▸ **WHAT YOU SHOULD DO**: Gather every line in the items below that contains the string "child", matching case exactly, and copy each line in full.

(Picture shape labeling items)
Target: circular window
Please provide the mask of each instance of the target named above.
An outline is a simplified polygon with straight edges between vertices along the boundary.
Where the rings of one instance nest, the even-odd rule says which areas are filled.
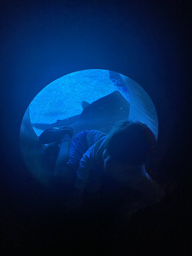
[[[65,76],[40,92],[25,114],[20,143],[26,165],[38,179],[48,184],[53,165],[44,158],[48,145],[38,142],[44,131],[69,126],[74,135],[88,129],[107,133],[117,121],[128,119],[146,124],[157,137],[155,107],[146,92],[133,80],[101,69]]]

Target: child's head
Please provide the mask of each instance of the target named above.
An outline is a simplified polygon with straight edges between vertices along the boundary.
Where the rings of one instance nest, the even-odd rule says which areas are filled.
[[[103,157],[107,164],[141,165],[152,155],[156,143],[146,125],[137,121],[120,121],[105,140]]]

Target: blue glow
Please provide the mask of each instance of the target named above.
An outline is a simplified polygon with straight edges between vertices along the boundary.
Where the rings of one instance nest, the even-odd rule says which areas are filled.
[[[133,92],[134,88],[135,91]],[[120,92],[130,103],[130,114],[127,119],[146,123],[157,137],[156,113],[146,92],[130,78],[116,72],[101,69],[74,72],[48,85],[30,104],[31,123],[50,124],[58,120],[79,115],[83,110],[82,101],[91,103],[115,90]],[[147,102],[146,105],[145,99]],[[38,135],[42,132],[34,127],[34,129]]]

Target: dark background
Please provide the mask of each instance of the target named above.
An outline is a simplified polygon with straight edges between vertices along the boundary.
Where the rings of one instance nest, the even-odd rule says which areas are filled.
[[[190,254],[191,6],[153,2],[1,2],[1,255]],[[107,227],[96,235],[93,221],[88,232],[75,216],[65,226],[60,196],[33,177],[19,149],[22,118],[39,92],[94,69],[122,74],[148,93],[159,129],[150,167],[177,184],[116,239]]]

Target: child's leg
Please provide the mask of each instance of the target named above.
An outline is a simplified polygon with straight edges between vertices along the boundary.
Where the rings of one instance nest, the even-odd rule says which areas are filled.
[[[66,134],[60,143],[60,147],[55,163],[55,174],[64,174],[66,170],[66,164],[68,160],[69,148],[71,145],[70,136]]]

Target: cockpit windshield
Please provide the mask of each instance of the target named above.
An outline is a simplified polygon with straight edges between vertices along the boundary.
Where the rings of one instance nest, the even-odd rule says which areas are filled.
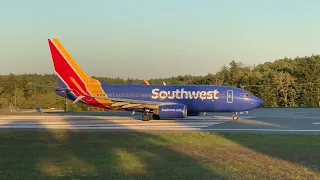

▸ **RESULT BELOW**:
Target: child's head
Target: child's leg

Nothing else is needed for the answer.